• _GIVEN INSTRUCTION_: Collect every line in the records below that contains the string "Outlines", and copy each one out. Case counts.

• _INFORMATION SHOWN_:
**********

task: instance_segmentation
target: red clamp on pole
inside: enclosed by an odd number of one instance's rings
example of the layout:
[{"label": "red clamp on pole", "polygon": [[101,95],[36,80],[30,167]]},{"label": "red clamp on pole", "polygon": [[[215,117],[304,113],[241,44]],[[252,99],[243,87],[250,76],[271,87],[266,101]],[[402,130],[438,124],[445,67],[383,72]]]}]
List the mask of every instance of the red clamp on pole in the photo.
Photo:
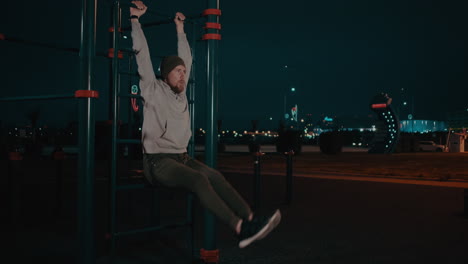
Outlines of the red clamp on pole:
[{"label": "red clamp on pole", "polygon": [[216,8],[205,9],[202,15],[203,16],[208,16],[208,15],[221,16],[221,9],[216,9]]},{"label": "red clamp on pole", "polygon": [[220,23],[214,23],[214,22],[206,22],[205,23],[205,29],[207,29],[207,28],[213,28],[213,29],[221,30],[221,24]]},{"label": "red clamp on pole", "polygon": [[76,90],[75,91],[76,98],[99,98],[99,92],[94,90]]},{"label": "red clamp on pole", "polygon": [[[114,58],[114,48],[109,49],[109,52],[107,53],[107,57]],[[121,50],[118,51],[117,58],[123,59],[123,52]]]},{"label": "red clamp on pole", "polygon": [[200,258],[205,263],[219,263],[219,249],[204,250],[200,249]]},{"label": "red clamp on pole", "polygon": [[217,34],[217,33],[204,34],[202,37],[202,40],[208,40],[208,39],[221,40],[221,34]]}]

**********

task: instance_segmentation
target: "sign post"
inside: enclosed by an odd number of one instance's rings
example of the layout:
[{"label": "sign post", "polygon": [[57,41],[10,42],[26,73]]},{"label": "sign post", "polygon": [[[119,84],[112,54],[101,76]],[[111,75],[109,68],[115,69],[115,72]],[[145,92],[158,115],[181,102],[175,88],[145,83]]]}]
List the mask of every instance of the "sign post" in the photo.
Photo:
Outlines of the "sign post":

**********

• _RESPONSE TO THE TASK_:
Outlines of the red clamp on pole:
Outlines of the "sign post":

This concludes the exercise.